■ **What you have to do**:
Copy each line of the records below that has "carpet" in it.

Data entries

★ ★ ★ ★ ★

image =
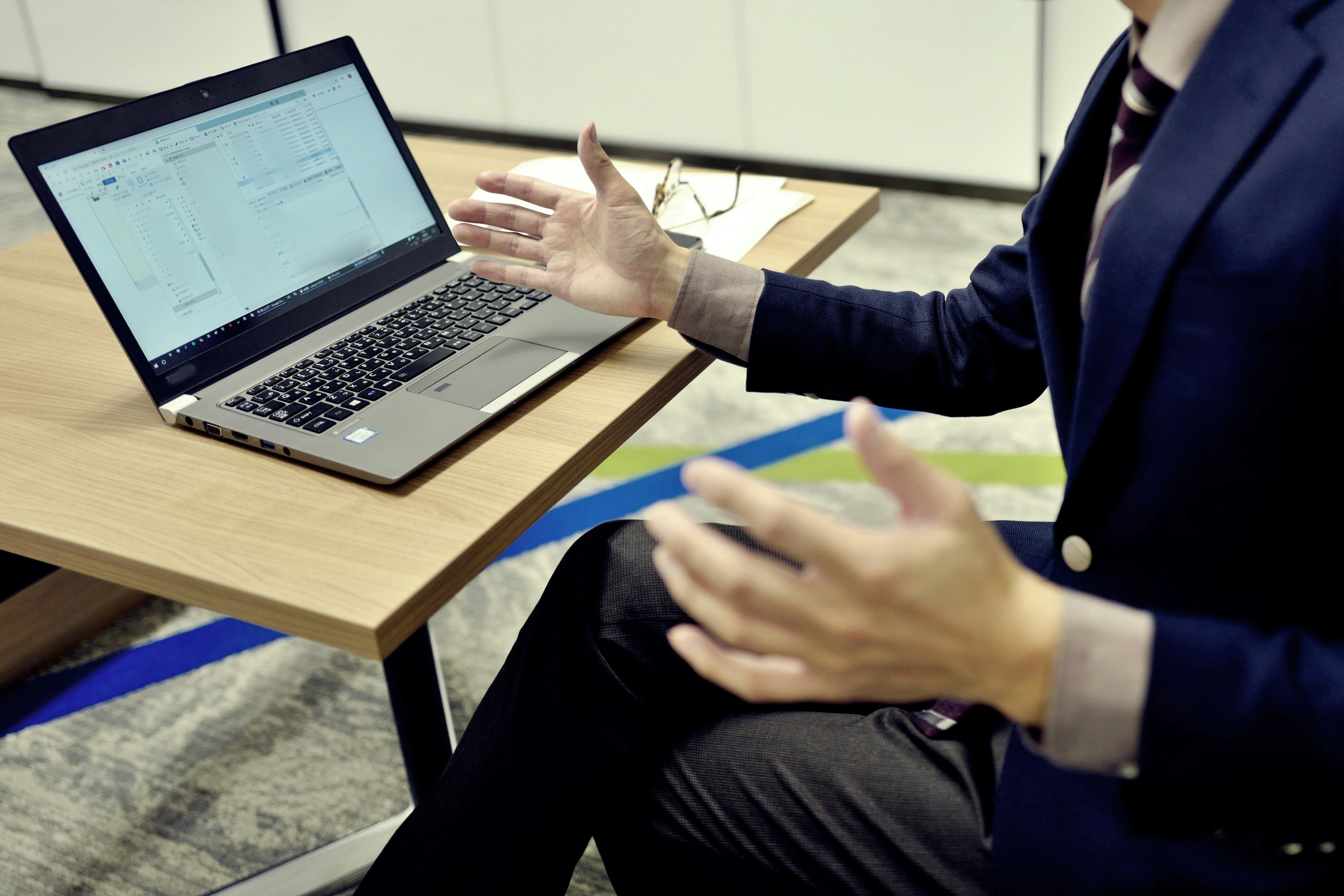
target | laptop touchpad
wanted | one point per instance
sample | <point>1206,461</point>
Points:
<point>483,379</point>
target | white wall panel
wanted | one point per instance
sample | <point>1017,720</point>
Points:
<point>136,48</point>
<point>658,75</point>
<point>1077,35</point>
<point>15,53</point>
<point>433,59</point>
<point>944,91</point>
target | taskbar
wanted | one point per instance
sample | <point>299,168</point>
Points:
<point>252,317</point>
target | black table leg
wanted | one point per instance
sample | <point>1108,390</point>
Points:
<point>420,707</point>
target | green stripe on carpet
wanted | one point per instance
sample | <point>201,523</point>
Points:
<point>843,465</point>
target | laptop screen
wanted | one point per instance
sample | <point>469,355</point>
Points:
<point>211,225</point>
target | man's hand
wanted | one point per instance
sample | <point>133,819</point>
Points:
<point>605,253</point>
<point>936,606</point>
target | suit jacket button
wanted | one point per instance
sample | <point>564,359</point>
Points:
<point>1077,553</point>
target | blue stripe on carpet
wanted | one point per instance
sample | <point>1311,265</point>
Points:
<point>77,688</point>
<point>584,514</point>
<point>124,672</point>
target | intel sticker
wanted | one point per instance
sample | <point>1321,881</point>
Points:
<point>361,436</point>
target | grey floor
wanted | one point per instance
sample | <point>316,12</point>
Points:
<point>195,782</point>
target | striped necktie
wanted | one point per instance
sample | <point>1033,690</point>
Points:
<point>1143,99</point>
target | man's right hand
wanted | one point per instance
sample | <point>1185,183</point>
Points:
<point>604,252</point>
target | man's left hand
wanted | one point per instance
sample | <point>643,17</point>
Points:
<point>933,606</point>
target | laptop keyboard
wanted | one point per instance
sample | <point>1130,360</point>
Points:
<point>351,374</point>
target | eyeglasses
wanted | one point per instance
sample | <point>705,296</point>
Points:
<point>672,183</point>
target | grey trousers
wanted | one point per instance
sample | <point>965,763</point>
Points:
<point>820,800</point>
<point>596,727</point>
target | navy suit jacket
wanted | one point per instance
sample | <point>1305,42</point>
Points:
<point>1208,365</point>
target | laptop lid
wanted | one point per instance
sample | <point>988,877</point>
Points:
<point>218,221</point>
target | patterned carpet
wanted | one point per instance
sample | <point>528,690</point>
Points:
<point>191,784</point>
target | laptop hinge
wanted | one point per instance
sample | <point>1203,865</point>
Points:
<point>170,410</point>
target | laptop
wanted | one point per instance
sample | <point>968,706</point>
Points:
<point>275,266</point>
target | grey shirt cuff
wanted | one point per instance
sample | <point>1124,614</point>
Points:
<point>717,303</point>
<point>1100,687</point>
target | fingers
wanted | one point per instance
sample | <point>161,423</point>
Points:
<point>925,492</point>
<point>755,678</point>
<point>474,211</point>
<point>500,241</point>
<point>775,519</point>
<point>530,190</point>
<point>514,274</point>
<point>612,189</point>
<point>732,578</point>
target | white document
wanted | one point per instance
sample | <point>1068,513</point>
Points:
<point>761,205</point>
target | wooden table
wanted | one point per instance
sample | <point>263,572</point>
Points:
<point>93,481</point>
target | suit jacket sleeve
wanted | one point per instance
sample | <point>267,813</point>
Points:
<point>969,352</point>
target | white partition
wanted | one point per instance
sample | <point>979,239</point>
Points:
<point>655,75</point>
<point>943,91</point>
<point>136,48</point>
<point>952,91</point>
<point>435,61</point>
<point>1077,35</point>
<point>17,59</point>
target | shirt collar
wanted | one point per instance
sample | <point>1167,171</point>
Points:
<point>1176,37</point>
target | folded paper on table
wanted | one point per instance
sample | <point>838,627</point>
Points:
<point>763,202</point>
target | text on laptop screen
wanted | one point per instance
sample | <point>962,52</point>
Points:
<point>203,227</point>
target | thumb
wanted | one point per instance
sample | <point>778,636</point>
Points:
<point>600,170</point>
<point>925,492</point>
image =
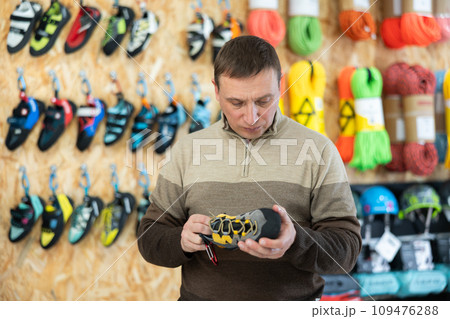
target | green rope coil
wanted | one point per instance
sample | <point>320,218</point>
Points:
<point>304,35</point>
<point>371,147</point>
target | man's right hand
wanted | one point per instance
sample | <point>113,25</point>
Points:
<point>190,240</point>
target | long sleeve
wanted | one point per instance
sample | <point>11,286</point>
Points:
<point>159,234</point>
<point>331,242</point>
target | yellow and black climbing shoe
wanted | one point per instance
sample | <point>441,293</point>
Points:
<point>227,230</point>
<point>55,216</point>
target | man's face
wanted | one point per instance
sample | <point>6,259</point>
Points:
<point>249,104</point>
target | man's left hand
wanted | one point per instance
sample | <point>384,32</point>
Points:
<point>272,248</point>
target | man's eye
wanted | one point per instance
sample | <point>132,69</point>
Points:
<point>264,102</point>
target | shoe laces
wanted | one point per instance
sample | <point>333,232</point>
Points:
<point>226,225</point>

★ ★ ★ ★ ★

■ **Response box**:
target | green stripe on carpet
target | blue stripe on carpet
target | patterned carpet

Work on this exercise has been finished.